- TASK STATEMENT
The lines below should be written out again in full, exactly as they are.

□ □ □

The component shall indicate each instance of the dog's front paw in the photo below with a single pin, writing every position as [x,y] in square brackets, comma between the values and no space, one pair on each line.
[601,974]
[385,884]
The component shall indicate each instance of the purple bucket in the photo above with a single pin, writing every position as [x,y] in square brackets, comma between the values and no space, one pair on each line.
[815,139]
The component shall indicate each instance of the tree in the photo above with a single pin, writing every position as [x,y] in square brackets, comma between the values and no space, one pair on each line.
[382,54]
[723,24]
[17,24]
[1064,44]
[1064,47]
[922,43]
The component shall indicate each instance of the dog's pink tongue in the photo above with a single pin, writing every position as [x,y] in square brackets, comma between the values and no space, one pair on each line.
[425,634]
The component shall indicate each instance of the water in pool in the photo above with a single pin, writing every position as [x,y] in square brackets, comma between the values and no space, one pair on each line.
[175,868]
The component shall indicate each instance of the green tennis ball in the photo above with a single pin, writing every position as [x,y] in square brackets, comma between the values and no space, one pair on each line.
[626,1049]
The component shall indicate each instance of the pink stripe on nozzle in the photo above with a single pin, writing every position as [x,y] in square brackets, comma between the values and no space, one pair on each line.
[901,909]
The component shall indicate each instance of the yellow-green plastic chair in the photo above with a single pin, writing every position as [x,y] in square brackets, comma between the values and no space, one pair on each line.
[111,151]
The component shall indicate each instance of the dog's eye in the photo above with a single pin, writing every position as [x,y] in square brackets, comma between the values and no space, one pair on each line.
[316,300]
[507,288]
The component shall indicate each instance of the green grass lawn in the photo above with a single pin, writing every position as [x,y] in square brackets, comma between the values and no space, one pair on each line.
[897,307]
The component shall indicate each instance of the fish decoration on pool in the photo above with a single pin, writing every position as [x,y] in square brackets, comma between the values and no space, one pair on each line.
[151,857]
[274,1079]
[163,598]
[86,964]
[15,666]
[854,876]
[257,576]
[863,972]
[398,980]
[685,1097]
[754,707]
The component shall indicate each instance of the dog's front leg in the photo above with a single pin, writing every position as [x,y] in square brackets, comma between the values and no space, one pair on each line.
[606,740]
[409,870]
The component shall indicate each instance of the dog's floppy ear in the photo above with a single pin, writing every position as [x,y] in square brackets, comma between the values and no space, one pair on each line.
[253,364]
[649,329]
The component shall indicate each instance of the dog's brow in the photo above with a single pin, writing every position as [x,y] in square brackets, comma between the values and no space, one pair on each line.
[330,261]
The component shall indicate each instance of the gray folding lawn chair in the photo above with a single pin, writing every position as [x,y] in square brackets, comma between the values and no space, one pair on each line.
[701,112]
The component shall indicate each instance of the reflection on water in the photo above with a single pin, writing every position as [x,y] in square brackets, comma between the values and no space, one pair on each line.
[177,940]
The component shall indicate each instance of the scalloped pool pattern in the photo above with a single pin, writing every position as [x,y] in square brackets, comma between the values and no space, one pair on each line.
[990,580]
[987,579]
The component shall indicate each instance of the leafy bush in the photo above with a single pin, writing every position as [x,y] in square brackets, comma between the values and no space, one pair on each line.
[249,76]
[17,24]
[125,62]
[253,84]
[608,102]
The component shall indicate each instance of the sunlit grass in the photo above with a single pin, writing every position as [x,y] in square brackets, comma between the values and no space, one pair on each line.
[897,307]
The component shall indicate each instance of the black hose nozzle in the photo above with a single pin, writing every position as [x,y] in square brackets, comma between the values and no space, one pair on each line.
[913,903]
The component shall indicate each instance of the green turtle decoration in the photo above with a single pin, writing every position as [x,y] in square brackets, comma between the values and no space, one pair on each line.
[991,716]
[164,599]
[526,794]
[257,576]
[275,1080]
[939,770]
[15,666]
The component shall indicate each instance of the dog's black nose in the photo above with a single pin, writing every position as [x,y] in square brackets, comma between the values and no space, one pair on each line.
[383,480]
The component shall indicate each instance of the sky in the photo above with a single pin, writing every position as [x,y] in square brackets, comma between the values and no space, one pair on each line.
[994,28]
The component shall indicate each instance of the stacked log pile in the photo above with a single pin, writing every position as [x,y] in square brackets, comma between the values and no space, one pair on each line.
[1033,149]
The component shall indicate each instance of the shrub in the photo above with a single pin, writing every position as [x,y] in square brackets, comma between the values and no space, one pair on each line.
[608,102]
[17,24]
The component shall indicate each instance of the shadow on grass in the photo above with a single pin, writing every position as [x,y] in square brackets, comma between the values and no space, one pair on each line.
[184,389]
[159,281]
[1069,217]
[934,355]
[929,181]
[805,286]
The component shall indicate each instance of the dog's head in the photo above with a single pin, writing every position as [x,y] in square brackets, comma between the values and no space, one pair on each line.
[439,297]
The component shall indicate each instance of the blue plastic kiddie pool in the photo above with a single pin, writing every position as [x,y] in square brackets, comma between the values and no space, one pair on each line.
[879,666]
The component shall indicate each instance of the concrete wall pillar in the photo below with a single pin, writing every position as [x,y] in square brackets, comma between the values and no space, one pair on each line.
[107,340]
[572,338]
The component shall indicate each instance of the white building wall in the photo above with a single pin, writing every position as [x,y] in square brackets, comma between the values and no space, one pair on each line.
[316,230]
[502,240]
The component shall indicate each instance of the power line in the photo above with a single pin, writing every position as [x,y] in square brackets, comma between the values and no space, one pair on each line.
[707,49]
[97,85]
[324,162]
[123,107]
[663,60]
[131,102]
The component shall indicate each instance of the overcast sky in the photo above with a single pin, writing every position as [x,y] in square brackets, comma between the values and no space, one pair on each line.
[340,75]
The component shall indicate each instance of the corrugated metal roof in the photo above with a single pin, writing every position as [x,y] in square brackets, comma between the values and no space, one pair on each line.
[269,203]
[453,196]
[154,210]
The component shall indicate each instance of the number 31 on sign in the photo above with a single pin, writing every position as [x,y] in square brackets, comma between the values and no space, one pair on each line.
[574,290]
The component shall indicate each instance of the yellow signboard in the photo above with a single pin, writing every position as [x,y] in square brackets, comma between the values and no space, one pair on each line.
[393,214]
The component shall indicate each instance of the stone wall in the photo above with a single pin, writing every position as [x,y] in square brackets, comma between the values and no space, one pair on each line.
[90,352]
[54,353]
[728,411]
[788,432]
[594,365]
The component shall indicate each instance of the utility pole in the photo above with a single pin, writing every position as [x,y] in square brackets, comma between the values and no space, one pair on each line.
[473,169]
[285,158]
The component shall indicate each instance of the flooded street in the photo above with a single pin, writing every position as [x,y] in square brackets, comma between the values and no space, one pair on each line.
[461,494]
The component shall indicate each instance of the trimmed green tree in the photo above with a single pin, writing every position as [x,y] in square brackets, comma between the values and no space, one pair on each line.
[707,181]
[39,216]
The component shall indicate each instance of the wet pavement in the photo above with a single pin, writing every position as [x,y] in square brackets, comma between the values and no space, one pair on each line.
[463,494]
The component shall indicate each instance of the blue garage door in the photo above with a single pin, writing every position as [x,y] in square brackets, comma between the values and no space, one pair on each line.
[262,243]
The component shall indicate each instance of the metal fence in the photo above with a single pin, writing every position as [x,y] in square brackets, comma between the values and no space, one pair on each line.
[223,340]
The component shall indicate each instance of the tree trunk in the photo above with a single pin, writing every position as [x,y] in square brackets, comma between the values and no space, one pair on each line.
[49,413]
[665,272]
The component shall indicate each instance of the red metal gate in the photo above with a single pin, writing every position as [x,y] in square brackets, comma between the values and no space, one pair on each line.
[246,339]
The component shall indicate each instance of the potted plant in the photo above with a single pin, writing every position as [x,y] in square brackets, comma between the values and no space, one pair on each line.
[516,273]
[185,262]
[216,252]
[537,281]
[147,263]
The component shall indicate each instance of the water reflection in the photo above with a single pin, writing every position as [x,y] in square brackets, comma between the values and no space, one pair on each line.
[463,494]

□ □ □

- TASK ANSWER
The component shall indicate each instance of the dog's front paw in the photo below with a single pin, writing every position as [x,y] in square brackets, comma between the values and no space, one pair on each line.
[601,974]
[385,884]
The component shall indicate each instance of the purple bucket in the photo above with a single pin, writing every position as [x,y] in square brackets, comma between the values and no space, one pair on each line.
[815,139]
The component shall indicate each instance of the tree in the photo above with a single pin, writing every position as [x,y] in square brackets, comma between the values and no space, one pair on each line.
[382,54]
[723,24]
[17,24]
[1064,44]
[1064,47]
[922,43]
The component shall indicate each instance of the dog's pink tongue in the photo above with a single pin, writing every position as [x,y] in square brackets, comma between the values and no space, one pair on each line.
[425,634]
The component shall indicate each instance of the water in pool in the photo above with a single pin, writing every position as [x,y] in square brackets, comma between the values and no space, one pair on each line.
[175,868]
The component shall indicate each instance of the green tennis ball in the photo above with a single pin, writing every position as [x,y] in square brackets, comma between the values and no space, one pair on each line.
[626,1049]
The component shall indicate each instance of the pink stripe on nozzle in the photo above with a single pin, writing every position as [x,y] in square brackets, comma between the values and no space, one pair on each line.
[901,909]
The component shall indicate each instance of the yellow-green plastic chair in the photo above with a single pin, writing every position as [x,y] in square brackets, comma between the values and no space, one pair on each line.
[111,151]
The component shall indicate each instance of the dog's eye in the photo above with a single pin, writing every position as [x,y] in square brackets, comma between the values and no space, one pair on each line.
[316,300]
[507,288]
The component shall indicate each instance of the green grass lawn in the photo above with a single pin, writing every position as [x,y] in square brackets, comma between the values and no space, one pair on each line.
[897,307]
The component shall indicate each instance of the fish decoration on pool in the photo above with a single pin, writing every position as [x,y] in square brackets, comma between the values and no space, one pair on each line.
[151,857]
[274,1079]
[163,598]
[86,964]
[15,666]
[854,876]
[257,576]
[863,972]
[398,980]
[685,1097]
[754,707]
The component shall indicate each instance of the dog's front leg in the photo above with a single pin, writing every position as [x,y] in square brackets, comma between the values and no space, one pair on each line.
[606,740]
[409,870]
The component shall indicate each instance of the dog's floppy ear in the photo above with a single pin, writing every position as [x,y] in square brackets, comma between the values and no space, one pair on each line.
[253,364]
[649,329]
The component shall indicate each instance of the dog's brow in the photo above with a single pin, writing every position as [x,y] in square brackets, comma between the values and no space, one pair on each line.
[330,261]
The component shall indicate each instance of the gray folding lawn chair in the photo above with a single pin, writing every position as [x,y] in square brackets, comma between the values and no space, one pair on each line.
[701,112]
The component shall indicate each instance of the reflection on water in the photo above with a single pin, writing every position as [x,y] in square brackets, comma between the values and no space, one pair on each line.
[177,940]
The component shall indicate each instance of the scalloped pool pattern in the photo above with a single pin, writing every position as [x,y] in square brackets, comma between the values and no space, one pair on each line.
[990,580]
[987,579]
The component shall indicate each instance of the leafy bush in the photo above with a single pin, writing every position as [x,y] in square brackets, comma between the values and no space, one pair on each line.
[249,76]
[17,24]
[125,62]
[253,84]
[608,102]
The component shall indicate each instance of the sunlit grass in the photo above with a single pin, writing every position as [x,y] in square brackets, comma between the values and no space, one pair on each line.
[897,307]
The component shall indicate each instance of the black hose nozzle in the photo above with a single pin, writing every position as [x,y] in square brackets, comma between the values and no space, one pair on each line.
[913,903]
The component shall indicate each instance of the green turtle decoration in the photo above with a single pin, writing every position as [x,y] in square brackets, comma between the values and no space, one pair on each line.
[991,716]
[164,599]
[526,794]
[257,576]
[275,1080]
[939,770]
[15,666]
The component shall indicate each instance of the dog's black nose in the photo above with a single pin, writing every position as [x,y] in square brackets, comma between the values and no space, one pair on each line.
[383,480]
The component shall indicate each instance of the sky in the photo above with a single pin, writing every position as [x,y] in square brackets, comma between the values and no space, one pair on each line.
[994,28]
The component shall indicate each instance of the stacked log pile in the photo above with a single pin, writing every position as [x,y] in square brackets, comma between the values and no space, one pair on each line.
[1033,149]
The component shall indicate each instance of the shrub in the photo above with a single pin, writing every position as [x,y] in square brackets, comma between the values and no space, one pair on each line.
[608,102]
[17,24]
The component shall indicate each instance of the shadow on grass in the photo above with a single pin, writing every position as [x,y] in square brackets, comma between the values and no space, one pair on each line.
[184,389]
[159,281]
[1069,217]
[934,355]
[929,181]
[805,286]
The component shall indicate each instance of the dog's head in the photo above with a single pin, writing every position as [x,y] in square brackets, comma between the values and no space, one pair on each line.
[439,297]
The component shall indicate each instance of the blue plastic kiddie pool in the photo above with a single pin, writing every position as [x,y] in square brackets, comma between the values and no space, one pair on each line.
[879,666]
The component shall indicate each instance of the concrete wall pillar in the photo below with a single pin, writing every position as [x,y] in square brackets, comma between the values and no space, one pair on each line.
[107,340]
[572,338]
The component shall indicate each instance of the white building wall in the photo above with a single pin, writing every position as [x,y] in square brackets, comma between the values and no space, one pair on each line.
[316,230]
[502,240]
The component shall indicate each instance of the power line in the photo above with a single pin, writing every position as [x,y] in square brackets, comma between the values and no space, one pair on each line.
[707,49]
[97,85]
[324,162]
[123,107]
[663,60]
[131,102]
The component shall indicate each instance of the overcast sky in the photo above with a single pin, writing every position as [x,y] in square brackets, comma between the values and no space, one pair on each line.
[340,75]
The component shall indicate each instance of the corrugated metal roof in the photo above with a single pin, writing every position as [x,y] in square brackets, comma between the values and no space, one pair on each line.
[269,203]
[453,196]
[154,210]
The component shall indicate each instance of the number 31 on sign in the photo above with a single pin, writing every position as [x,y] in square brackets, comma between the values and no space, one pair on each line.
[574,290]
The component shall indicate each instance of the yellow signboard in the photo above with a single pin, writing every position as [x,y] in square brackets, comma between the values and no space, one pair on each line.
[393,214]
The component shall indicate each instance of the stone wall in the photo above with a single pin, writing every position as [x,y] in square brackets, comma between the values and no space, one pair on each line.
[90,352]
[54,353]
[728,411]
[788,432]
[594,365]
The component shall indicate each instance of the utility pole in the photo above with a single pin, writing every position as [x,y] in square brackets, comma between the values and no space, one pair on each line.
[473,169]
[285,158]
The component shall indicate each instance of the flooded street in the photo above with a single pin, writing every position as [x,y] in square brackets, comma between the values and no space, one pair on each line.
[461,494]
The component shall indicate each instance of the trimmed green tree in the photo above with a single pin, writing every position as [x,y] in square brackets, comma between the values and no space, one pair on each line.
[707,181]
[39,216]
The component shall indicate each instance of the wet pavement in the photo above with a single pin, writing every position as [x,y] in square brackets, comma between the values and no space, one pair on each line.
[463,494]
The component shall indicate each instance of the blue garage door in the photo above with a single pin, writing every position as [x,y] in square brackets, comma between the values and no space, one pair on each line.
[262,243]
The component shall indicate each instance of the metal fence in the photo above with a single pin, writing every position as [x,y] in square brackets, comma between the values and no space, one pair on each line.
[223,340]
The component shall indicate each instance of the tree trunk in the photo above with a single pin, writing every position as [x,y] in square brackets, comma between the values and no space, one pair on each line.
[49,413]
[665,272]
The component shall indicate each instance of the red metal gate in the photo above with a single pin, writing every position as [x,y] in square brackets, comma between the values and no space, one pair on each line.
[246,339]
The component shall indicate each instance of the potted plant in the photo above with a single pin, writing every position as [x,y] in square brackets, comma between the values and no space, one pair on each line.
[516,273]
[185,262]
[216,252]
[537,281]
[147,263]
The component shall indicate each instance of the water reflection in the photo above with a single pin, writing every position as [x,y] in square brackets, comma between the values and no space, one pair on each line.
[463,494]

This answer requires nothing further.